Start of DATA LISTING
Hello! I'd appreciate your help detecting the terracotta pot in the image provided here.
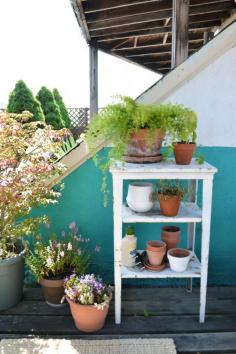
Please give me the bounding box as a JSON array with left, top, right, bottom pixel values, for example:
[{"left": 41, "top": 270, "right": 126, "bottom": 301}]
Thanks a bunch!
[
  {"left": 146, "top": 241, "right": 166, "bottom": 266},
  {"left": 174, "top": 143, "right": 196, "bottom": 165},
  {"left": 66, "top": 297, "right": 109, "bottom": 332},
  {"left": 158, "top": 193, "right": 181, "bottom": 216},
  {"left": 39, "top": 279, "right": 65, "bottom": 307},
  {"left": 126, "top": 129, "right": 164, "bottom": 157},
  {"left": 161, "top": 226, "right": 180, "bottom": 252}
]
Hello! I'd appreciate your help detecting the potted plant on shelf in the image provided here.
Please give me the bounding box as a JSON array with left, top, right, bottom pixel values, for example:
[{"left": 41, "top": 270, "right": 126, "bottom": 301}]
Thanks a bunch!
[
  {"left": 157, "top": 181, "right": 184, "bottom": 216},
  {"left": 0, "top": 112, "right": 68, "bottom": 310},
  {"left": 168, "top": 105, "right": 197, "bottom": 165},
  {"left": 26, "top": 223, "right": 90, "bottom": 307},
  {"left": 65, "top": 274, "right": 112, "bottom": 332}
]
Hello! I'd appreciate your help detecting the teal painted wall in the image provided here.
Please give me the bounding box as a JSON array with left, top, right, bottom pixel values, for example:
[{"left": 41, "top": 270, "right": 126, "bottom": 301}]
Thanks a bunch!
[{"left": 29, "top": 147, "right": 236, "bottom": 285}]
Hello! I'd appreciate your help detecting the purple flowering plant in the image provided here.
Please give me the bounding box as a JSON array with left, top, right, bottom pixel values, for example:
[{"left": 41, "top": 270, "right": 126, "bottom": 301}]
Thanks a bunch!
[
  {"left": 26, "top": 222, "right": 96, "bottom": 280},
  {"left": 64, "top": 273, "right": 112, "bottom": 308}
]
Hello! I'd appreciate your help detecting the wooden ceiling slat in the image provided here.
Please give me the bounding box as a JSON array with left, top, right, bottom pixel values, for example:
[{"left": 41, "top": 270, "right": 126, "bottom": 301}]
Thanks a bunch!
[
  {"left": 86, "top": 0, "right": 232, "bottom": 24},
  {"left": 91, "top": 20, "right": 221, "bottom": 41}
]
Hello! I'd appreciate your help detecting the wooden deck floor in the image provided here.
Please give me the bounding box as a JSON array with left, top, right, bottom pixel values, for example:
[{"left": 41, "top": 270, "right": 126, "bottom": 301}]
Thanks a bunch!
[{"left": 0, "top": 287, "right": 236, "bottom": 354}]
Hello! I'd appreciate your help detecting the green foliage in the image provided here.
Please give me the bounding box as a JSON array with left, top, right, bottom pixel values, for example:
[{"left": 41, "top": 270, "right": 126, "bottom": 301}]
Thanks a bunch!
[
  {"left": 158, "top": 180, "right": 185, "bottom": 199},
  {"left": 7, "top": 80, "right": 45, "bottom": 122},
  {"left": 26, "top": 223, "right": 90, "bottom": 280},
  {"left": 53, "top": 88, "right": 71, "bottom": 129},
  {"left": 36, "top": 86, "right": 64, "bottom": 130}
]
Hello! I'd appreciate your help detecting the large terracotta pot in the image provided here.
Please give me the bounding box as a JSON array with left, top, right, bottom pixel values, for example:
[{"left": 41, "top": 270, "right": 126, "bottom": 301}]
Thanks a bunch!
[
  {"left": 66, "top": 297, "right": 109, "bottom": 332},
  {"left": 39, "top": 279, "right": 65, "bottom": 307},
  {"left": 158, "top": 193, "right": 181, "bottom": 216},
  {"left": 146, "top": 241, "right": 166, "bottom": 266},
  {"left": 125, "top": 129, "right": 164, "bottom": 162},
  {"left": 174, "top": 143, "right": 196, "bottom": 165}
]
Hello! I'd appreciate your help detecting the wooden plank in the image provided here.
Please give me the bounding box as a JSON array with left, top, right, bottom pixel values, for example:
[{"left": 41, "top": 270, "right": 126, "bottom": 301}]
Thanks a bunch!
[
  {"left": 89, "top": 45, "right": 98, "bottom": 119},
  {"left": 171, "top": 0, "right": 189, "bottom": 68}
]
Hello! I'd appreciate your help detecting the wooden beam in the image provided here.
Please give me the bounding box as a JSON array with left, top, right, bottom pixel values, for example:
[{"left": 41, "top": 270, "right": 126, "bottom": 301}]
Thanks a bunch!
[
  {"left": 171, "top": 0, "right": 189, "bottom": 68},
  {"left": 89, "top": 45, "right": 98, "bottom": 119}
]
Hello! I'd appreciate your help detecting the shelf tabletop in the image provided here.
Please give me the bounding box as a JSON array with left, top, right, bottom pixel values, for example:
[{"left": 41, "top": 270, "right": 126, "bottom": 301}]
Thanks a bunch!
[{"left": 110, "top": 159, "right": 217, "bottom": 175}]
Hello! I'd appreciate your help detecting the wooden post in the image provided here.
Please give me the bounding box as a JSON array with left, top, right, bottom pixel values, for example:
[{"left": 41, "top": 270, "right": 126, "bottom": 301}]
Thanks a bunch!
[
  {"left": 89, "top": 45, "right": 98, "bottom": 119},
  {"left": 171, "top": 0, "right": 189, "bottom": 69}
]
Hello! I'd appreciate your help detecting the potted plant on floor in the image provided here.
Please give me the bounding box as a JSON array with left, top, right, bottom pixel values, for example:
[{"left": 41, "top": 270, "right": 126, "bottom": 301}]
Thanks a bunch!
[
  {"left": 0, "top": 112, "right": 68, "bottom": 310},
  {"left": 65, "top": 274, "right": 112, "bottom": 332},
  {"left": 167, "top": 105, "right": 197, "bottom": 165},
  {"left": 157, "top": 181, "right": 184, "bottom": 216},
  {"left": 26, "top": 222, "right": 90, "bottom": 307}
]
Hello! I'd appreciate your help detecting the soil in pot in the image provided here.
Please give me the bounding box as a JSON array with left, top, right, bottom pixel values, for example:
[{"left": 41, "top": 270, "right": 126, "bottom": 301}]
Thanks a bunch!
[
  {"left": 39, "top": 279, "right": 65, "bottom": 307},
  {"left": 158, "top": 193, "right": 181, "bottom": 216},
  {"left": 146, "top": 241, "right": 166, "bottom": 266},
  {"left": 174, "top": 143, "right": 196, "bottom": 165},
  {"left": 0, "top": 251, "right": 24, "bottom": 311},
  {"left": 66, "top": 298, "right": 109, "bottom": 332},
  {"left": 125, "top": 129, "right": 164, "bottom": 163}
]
End of DATA LISTING
INSTRUCTION: Return every line of the listing above that contains the word "terracotta".

SOLUTION BELOW:
Hello! I'd appreciate your help detecting the terracotta pot in the image provided here.
Hello! I'd appreciate your help detecting the large terracotta pot in the image provided here.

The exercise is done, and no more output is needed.